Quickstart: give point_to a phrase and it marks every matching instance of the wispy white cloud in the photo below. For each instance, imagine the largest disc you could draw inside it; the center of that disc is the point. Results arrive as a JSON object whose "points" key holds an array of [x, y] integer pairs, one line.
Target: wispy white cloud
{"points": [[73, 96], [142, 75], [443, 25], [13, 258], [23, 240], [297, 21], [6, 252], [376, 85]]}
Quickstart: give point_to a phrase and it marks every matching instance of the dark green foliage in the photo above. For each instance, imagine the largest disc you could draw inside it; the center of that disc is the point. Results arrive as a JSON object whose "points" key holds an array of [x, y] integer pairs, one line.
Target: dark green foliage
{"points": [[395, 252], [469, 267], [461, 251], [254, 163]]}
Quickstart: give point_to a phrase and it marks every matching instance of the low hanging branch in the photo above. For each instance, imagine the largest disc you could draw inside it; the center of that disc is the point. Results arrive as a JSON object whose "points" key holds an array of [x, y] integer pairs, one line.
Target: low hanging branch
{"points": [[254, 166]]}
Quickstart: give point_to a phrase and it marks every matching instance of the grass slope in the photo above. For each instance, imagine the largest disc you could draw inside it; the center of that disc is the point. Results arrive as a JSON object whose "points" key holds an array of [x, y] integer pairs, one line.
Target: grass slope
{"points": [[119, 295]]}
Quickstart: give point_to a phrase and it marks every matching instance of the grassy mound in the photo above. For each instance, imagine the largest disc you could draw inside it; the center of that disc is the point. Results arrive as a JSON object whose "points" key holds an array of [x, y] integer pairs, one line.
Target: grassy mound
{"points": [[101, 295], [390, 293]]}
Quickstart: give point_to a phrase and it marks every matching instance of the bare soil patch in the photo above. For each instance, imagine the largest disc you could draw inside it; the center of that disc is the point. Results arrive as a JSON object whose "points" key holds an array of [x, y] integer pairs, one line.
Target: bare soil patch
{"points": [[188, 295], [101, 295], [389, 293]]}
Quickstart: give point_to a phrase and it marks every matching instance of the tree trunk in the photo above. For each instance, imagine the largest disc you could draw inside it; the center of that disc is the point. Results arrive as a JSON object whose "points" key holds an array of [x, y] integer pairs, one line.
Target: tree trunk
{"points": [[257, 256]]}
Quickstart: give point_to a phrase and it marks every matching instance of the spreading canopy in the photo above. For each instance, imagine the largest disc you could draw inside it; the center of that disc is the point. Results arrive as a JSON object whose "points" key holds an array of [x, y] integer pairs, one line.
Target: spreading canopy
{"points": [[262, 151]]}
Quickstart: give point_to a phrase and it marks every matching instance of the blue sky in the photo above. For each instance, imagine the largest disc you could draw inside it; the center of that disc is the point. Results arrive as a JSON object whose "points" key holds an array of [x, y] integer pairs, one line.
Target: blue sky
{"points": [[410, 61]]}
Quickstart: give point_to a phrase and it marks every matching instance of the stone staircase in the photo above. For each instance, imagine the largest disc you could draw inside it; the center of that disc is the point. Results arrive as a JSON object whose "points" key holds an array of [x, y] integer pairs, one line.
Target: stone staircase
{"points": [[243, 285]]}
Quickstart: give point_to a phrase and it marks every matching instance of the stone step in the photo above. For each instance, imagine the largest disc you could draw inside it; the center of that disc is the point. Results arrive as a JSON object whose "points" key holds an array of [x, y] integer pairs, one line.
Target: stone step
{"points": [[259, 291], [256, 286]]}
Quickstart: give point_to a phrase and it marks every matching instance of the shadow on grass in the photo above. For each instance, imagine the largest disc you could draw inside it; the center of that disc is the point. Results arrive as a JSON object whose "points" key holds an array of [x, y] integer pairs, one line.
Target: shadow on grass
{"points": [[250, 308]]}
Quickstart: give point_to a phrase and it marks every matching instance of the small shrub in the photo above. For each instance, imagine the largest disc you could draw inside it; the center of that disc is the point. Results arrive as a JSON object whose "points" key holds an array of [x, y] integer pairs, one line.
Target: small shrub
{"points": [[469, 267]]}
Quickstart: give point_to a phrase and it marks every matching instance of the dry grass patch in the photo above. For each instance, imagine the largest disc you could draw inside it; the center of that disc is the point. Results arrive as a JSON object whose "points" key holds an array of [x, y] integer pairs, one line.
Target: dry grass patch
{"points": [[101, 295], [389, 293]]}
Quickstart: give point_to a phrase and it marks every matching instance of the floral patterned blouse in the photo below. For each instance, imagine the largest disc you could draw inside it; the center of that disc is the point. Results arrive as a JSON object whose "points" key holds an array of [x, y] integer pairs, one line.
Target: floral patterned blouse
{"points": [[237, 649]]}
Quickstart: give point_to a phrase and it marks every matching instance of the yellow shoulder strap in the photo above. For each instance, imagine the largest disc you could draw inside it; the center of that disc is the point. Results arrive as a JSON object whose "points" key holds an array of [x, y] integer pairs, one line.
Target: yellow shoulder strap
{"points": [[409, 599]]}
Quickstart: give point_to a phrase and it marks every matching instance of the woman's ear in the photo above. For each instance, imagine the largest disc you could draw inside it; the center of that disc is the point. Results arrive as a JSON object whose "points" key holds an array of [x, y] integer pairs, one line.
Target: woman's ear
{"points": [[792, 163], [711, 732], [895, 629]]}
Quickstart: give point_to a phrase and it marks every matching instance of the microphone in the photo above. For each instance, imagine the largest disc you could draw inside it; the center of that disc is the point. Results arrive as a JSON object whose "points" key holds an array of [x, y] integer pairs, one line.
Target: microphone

* _Your assignment_: Only a number is wanted here: how many lines in the entries contain the word "below"?

* _Result for this task_: 2